REQUIRED WORK >>
(a) Reproduce the Svetlana Broz biography from "Early and personal" to "newspapers and magazines.", swapping "journalist" for "reporter".
(b) Carry on the Svetlana Broz biography beyond its final sentence.

SOURCE PASSAGE >>
Svetlana Broz (born 7 July 1955) is a Bosnian author and physician who specializes in cardiology. She is the granddaughter of the Yugoslav leader Josip Broz Tito.

Early and personal life
Svetlana Broz was born 7 July 1955 in Belgrade, the capital of Yugoslavia, the youngest child of  (1924–1995), Josip Broz Tito's eldest son, and
Zlata Jelinek-Broz from Tuzla. As a teenager, Broz worked as a free-lance journalist from 1970 to 1975; many of her articles and interviews were published in newspapers and magazines.

She graduated from the Belgrade Medical School in 1980 and has served as a cardiologist at the Military Medical Academy from 1981 to 1999, and volunteered her services at the outbreak of the war in Bosnia and Herzegovina in 1992. Her new project is about inter-ethnic marriages entered into during the war. At the outbreak of the war in Bosnia and Herzegovina in 1992 she volunteered to work as a cardiologist in the atrocity zones. Over and over again her patients told her how their survival had been possible only thanks to individuals with the courage to stand up against the ethnic violence perpetrated by members of their own ethnic group, and in January 1993 she began interviewing for the book that describes these human experiences during the Bosnian War. The book was published in Bosnia and Herzegovina in 1999 with a title Dobri ljudi u vremenu zla and in 2003 in the United States under the title Good People in an Evil Time.

LISTED RECORDS >>

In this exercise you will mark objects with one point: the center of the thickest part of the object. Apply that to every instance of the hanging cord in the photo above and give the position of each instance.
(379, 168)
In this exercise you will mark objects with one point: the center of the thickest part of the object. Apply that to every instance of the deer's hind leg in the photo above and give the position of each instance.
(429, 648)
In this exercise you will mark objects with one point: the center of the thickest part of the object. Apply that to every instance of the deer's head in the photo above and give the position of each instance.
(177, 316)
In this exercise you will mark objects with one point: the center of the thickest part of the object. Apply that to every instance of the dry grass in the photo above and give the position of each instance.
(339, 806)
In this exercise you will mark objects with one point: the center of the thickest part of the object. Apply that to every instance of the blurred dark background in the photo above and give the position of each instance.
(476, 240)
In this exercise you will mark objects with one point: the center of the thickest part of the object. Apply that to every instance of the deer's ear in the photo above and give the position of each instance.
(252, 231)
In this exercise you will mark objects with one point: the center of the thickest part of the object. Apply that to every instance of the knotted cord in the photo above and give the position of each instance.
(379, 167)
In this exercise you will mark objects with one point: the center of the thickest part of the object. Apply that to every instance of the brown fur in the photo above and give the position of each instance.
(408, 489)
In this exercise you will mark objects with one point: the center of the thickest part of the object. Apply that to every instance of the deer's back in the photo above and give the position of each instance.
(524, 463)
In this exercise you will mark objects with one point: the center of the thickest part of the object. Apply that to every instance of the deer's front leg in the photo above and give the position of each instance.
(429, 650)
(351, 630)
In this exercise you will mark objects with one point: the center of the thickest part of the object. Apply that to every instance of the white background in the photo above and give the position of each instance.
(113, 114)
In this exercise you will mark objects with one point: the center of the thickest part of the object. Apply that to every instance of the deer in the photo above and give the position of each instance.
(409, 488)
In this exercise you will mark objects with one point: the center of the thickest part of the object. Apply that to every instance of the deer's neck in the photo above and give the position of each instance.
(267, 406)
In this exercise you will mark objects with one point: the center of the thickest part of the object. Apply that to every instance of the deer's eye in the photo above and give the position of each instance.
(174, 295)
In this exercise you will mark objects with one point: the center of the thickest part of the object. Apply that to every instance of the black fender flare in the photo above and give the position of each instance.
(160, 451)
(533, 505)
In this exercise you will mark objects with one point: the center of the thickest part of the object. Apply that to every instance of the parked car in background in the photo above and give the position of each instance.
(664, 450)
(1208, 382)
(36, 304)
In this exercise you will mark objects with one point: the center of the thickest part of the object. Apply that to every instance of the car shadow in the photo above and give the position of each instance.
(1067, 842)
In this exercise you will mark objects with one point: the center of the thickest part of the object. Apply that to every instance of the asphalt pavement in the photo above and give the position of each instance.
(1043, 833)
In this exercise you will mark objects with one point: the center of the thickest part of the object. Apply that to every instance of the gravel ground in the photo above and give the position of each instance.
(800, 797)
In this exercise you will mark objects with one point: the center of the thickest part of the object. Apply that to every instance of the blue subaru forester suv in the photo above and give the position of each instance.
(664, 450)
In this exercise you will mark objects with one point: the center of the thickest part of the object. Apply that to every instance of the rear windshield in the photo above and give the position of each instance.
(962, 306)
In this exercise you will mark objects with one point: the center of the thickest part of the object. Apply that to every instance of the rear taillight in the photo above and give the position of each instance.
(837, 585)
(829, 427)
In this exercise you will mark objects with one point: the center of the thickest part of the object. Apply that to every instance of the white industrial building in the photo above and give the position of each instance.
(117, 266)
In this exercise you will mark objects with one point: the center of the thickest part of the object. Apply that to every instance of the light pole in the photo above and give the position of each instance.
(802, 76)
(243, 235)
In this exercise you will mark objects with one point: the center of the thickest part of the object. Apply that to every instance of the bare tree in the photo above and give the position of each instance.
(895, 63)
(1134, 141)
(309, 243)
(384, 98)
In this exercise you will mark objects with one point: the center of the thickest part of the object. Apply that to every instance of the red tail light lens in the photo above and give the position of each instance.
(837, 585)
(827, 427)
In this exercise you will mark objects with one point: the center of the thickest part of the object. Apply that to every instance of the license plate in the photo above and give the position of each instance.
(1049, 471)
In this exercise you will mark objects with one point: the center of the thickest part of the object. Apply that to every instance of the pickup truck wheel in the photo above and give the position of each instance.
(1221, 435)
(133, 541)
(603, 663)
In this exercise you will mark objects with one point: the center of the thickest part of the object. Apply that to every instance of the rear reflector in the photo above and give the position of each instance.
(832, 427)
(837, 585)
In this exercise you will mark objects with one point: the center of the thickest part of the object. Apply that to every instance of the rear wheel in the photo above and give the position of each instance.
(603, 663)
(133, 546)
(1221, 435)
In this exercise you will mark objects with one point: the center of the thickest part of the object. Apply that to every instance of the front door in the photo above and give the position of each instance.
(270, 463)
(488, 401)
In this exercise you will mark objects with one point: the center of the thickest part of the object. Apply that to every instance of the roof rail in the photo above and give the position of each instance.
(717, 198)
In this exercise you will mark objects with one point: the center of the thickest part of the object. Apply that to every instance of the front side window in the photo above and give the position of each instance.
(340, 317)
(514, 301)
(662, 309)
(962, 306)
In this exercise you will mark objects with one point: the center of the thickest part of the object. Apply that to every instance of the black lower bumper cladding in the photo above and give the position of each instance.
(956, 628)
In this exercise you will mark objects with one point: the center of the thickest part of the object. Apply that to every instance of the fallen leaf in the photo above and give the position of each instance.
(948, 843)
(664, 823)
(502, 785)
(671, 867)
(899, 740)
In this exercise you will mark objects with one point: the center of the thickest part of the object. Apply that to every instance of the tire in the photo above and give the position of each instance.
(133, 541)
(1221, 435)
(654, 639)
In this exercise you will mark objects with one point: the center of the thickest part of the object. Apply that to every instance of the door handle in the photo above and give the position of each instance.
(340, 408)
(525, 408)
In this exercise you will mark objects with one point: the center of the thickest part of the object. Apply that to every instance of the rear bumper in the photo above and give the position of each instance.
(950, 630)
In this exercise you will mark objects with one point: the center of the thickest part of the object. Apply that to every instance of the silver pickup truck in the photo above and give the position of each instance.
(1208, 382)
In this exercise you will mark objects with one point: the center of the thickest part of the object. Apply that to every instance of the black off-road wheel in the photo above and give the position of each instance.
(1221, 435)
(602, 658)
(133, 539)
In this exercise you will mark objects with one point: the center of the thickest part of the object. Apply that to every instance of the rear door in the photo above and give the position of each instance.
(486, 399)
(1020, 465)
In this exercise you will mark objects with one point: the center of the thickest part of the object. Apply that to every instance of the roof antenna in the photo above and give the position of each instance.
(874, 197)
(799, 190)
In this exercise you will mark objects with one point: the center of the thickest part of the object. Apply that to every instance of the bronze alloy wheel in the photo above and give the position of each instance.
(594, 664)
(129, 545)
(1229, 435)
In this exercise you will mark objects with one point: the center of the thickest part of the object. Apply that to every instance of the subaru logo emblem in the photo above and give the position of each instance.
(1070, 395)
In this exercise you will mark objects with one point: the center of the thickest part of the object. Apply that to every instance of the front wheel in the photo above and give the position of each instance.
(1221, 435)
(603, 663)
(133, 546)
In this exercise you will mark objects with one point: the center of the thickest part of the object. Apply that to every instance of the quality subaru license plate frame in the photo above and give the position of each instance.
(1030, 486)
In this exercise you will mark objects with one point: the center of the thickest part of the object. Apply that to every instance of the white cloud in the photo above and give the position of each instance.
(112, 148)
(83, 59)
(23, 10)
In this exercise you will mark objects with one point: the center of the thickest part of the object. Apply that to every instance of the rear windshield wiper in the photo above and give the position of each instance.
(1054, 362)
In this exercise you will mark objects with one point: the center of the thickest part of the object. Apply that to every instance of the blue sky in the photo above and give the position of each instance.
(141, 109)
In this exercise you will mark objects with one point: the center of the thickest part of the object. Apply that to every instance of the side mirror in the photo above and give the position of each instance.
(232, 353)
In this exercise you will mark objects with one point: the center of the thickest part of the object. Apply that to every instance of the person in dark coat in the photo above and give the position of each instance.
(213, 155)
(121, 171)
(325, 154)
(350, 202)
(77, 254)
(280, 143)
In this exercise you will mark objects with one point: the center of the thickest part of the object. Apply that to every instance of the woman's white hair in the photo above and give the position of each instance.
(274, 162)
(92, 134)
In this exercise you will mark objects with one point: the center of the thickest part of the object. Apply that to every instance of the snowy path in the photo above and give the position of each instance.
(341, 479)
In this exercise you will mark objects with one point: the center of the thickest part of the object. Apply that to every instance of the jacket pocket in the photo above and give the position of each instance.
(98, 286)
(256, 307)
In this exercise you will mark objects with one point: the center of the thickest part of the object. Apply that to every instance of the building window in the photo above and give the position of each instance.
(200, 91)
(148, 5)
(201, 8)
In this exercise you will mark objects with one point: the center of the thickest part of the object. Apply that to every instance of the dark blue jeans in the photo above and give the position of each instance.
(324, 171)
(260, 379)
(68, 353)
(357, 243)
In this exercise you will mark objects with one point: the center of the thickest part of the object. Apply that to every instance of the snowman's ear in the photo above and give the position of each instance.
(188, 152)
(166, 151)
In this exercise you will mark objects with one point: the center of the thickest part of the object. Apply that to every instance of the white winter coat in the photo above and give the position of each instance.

WRITTEN RESPONSES >>
(a)
Early and personal life
Svetlana Broz was born 7 July 1955 in Belgrade, the capital of Yugoslavia, the youngest child of  (1924–1995), Josip Broz Tito's eldest son, and
Zlata Jelinek-Broz from Tuzla. As a teenager, Broz worked as a free-lance reporter from 1970 to 1975; many of her articles and interviews were published in newspapers and magazines.

(b)
In 2000, she moved to Sarajevo, Bosnia and Herzegovina permanently. The reason for this was, as she stated in a 2005 interview for Bosnian daily newspaper Nezavisne novine: "After the NATO intervention, I moved to Sarajevo. Twenty years ago, Belgrade was a European metropolis, a city that I loved a lot. Unfortunately, in a way that city has lost its soul. Sarajevo, despite going through a four-year-long siege of hell, kept its soul intact. I love Bosnia-Herzegovina, I feel as this is my homeland. Last year I even became a citizen."

Career
Broz is currently heading the local branch of the Gardens of the Righteous Worldwide (GARIWO) non-governmental organization. She is the founder of "Education Towards Civil Courage", a series of seminars designed to teach adolescents from all over the Balkans how to stand up to corruption and social and political divisiveness. In 2007, the organization began research and preparation for the foundation of a Center for Civil Courage in Bosnia-Herzegovina.

Since 2001 Broz has headed the organization GARIWO (technically a subsidiary of the Italian non-profit body Gardens of the Righteous Worldwide) with its flagship program Education on Civil Courage.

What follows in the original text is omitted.